*Given problem:* Identify each line in the items below that contains the string "white", and copy those lines.

*Record list:*
□ □ □

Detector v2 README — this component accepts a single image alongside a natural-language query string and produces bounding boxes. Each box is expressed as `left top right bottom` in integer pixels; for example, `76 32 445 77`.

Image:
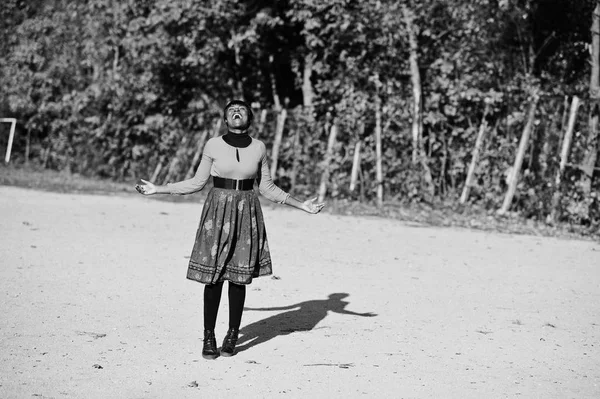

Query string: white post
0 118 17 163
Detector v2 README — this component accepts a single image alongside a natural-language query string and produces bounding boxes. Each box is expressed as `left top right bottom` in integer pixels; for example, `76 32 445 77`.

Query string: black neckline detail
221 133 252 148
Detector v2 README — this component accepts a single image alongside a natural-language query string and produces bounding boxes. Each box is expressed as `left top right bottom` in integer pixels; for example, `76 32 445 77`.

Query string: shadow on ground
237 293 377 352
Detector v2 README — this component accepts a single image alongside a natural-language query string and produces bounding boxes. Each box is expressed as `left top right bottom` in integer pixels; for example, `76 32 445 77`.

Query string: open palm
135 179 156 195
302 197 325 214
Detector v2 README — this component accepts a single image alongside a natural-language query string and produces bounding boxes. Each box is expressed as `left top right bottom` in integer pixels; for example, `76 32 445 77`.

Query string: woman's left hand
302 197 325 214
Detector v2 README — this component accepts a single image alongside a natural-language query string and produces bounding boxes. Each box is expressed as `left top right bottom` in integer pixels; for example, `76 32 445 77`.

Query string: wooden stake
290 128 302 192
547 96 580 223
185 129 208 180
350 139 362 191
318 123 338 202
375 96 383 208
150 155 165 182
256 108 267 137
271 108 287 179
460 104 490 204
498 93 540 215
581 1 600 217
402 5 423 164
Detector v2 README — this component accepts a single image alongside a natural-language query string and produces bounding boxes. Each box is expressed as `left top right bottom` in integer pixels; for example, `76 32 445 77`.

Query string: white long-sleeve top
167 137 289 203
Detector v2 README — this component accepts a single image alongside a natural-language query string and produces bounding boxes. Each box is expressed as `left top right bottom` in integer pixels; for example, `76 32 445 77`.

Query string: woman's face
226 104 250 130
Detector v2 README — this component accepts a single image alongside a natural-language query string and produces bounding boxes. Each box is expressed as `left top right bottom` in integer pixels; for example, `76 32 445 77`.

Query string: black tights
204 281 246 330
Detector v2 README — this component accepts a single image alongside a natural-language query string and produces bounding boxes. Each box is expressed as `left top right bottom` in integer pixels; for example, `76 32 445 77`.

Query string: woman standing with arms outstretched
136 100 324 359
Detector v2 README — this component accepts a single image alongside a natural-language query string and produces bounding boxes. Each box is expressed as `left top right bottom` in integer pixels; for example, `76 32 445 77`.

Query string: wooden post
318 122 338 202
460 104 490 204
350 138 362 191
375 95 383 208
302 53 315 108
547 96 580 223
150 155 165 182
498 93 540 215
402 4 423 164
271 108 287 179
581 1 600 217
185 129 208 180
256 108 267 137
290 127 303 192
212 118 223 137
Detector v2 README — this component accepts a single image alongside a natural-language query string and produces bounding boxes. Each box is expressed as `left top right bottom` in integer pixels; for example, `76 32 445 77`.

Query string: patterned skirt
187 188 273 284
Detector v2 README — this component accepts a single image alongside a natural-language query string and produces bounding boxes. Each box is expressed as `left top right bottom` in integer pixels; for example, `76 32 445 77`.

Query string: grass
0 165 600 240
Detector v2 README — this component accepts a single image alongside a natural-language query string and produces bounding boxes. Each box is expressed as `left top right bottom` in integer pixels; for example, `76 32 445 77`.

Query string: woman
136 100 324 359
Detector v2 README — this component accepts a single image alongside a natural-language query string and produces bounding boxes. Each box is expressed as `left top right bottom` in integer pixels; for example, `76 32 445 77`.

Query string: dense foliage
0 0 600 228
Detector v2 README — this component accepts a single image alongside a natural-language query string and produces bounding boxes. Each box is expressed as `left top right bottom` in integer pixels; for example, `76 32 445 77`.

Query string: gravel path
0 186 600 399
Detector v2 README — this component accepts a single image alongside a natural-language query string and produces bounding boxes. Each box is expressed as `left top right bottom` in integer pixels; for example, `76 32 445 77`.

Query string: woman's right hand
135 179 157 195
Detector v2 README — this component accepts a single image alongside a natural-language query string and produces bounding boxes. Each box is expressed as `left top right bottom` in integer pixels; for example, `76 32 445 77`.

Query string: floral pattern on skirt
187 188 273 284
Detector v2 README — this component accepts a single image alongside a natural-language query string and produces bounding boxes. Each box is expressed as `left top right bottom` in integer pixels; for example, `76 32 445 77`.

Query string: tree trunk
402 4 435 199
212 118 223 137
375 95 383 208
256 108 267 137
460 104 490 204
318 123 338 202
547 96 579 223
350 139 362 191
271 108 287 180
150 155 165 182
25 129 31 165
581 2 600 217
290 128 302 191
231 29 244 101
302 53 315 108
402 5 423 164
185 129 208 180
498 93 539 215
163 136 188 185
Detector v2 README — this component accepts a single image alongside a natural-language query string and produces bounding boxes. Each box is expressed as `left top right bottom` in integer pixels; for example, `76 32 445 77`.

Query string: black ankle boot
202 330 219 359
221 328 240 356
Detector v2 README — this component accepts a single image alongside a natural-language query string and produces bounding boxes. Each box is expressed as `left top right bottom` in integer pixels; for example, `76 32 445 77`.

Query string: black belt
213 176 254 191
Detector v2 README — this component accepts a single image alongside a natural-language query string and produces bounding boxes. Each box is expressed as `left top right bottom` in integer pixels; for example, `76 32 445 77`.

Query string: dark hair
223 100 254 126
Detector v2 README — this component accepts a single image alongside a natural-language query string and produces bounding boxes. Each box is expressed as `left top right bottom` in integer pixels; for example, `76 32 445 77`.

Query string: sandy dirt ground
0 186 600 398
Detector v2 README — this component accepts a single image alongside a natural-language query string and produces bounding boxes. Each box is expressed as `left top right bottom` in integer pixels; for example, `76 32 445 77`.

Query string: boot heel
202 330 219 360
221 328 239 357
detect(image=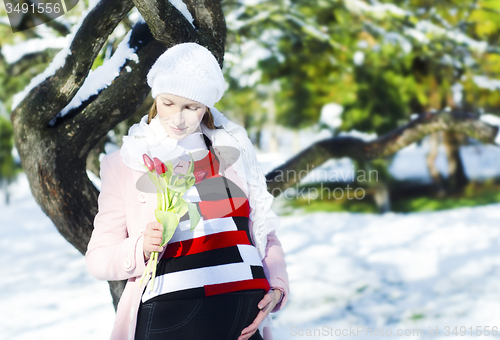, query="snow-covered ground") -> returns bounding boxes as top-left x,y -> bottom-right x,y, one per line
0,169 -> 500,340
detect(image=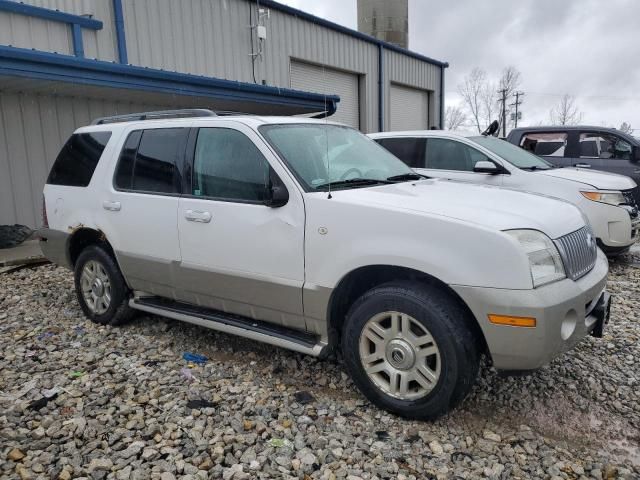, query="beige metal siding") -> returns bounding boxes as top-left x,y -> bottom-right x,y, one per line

□ □ □

*Correct result:*
Query string: white post
Query string: white long-sleeve top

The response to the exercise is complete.